* _THE TASK_:
One number is the whole answer: how many lines of the records include "eyeglasses".

··· WORKING DATA

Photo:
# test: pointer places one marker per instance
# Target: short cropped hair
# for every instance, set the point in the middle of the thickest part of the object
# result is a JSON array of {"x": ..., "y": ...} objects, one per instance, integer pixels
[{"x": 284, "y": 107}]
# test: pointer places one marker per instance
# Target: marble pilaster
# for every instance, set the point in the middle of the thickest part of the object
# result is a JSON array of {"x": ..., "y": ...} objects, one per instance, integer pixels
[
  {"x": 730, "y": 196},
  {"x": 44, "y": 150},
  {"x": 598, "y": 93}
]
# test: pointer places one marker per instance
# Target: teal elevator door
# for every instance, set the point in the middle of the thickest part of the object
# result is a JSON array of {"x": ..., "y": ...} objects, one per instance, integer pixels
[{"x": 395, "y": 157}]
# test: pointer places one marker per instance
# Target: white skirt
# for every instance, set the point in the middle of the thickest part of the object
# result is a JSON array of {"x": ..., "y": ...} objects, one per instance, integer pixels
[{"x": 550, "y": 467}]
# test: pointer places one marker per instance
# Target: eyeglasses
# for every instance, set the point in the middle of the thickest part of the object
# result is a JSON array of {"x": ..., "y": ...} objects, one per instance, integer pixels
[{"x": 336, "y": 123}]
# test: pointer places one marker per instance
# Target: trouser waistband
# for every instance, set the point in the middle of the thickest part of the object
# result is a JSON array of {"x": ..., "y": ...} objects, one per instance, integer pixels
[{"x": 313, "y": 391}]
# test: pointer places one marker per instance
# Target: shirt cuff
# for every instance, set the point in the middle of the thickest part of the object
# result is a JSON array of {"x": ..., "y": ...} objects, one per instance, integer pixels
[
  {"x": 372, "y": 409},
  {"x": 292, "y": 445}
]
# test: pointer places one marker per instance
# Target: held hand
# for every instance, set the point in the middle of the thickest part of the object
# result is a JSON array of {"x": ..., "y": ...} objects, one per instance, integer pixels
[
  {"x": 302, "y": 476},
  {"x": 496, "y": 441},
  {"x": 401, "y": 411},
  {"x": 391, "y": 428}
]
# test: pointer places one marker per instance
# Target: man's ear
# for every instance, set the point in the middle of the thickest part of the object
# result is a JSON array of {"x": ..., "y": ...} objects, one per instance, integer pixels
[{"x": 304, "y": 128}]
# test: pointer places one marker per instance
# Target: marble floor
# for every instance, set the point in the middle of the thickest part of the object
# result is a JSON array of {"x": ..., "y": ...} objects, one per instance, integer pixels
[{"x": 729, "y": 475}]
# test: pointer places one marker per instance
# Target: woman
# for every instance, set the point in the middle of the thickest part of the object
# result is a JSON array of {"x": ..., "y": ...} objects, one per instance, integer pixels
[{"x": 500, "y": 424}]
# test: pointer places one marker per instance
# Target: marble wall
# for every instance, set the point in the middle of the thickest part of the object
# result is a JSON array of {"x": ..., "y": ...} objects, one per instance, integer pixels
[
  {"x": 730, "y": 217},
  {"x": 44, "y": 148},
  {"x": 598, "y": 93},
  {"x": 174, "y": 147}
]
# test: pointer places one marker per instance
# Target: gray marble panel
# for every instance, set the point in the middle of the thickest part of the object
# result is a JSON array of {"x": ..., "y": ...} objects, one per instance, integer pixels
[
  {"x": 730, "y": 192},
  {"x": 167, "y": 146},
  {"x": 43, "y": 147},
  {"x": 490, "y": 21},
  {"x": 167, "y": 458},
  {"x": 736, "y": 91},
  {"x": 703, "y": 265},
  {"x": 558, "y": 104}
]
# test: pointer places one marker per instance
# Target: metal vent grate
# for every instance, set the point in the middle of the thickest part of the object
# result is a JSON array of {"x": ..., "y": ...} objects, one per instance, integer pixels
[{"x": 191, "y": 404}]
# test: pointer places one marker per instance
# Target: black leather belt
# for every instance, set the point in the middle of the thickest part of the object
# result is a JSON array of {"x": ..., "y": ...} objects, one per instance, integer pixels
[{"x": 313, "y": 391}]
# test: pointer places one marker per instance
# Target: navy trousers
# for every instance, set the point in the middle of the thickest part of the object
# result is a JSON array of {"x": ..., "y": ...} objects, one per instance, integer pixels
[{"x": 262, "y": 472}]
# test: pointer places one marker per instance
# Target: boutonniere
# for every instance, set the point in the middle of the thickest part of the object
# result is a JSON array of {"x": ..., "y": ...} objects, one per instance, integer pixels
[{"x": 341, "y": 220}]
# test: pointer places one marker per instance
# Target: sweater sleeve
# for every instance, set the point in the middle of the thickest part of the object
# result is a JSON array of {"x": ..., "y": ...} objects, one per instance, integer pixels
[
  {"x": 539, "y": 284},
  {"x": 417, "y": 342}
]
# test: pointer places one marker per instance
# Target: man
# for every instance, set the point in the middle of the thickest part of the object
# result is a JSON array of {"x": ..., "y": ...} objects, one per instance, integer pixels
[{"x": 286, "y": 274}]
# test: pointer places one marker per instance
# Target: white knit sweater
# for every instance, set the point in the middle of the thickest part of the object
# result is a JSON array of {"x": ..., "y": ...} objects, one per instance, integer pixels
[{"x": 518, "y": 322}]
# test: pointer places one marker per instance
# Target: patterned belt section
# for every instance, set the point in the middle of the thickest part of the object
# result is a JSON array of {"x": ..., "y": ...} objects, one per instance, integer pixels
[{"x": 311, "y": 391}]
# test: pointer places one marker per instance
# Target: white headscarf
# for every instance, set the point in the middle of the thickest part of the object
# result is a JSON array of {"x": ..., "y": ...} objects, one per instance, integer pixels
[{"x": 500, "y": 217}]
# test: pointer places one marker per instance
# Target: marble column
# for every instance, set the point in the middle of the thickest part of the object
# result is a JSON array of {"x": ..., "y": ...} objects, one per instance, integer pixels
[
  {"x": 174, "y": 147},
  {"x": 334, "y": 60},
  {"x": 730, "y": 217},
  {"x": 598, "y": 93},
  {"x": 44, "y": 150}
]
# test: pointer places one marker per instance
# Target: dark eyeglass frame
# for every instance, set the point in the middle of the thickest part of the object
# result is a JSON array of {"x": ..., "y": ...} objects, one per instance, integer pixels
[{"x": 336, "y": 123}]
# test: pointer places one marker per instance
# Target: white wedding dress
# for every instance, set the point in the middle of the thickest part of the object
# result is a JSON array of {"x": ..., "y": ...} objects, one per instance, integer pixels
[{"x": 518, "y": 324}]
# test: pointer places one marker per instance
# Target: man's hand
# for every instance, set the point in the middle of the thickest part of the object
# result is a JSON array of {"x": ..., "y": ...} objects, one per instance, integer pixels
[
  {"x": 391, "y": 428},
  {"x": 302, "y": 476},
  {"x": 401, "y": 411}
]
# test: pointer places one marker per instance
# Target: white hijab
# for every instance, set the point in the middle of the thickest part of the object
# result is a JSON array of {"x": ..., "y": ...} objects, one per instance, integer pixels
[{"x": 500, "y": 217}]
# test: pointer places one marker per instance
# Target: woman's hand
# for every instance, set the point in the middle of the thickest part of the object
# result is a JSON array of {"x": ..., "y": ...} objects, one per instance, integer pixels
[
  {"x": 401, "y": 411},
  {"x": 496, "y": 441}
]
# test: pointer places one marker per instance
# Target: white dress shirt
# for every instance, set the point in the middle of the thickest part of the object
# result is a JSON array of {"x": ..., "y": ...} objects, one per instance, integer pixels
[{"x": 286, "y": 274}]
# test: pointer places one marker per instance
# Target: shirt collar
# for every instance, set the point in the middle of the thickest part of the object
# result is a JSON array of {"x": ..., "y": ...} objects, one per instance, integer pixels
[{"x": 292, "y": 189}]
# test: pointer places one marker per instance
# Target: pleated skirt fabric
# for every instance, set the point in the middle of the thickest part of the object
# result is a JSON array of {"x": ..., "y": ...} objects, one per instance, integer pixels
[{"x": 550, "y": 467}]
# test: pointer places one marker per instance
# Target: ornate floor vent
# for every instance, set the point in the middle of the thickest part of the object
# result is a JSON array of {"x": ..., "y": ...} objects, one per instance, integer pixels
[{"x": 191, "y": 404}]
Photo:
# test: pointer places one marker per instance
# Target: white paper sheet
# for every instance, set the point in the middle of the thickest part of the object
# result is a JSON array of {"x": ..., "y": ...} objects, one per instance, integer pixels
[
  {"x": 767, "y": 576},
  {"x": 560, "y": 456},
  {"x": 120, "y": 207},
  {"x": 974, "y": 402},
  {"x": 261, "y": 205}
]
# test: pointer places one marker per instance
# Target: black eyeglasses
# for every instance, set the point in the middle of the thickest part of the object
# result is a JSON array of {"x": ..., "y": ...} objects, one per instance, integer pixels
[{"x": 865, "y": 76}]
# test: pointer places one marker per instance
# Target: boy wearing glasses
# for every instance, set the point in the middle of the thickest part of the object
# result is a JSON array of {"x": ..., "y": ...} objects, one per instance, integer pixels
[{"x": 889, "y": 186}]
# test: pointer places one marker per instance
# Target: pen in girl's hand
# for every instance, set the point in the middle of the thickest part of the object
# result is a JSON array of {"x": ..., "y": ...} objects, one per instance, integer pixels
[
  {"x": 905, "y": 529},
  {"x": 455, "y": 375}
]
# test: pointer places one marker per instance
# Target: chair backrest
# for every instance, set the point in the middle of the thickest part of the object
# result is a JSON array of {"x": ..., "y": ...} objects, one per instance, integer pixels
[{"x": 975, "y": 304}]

······

* _EXERCISE RESPONSE_:
2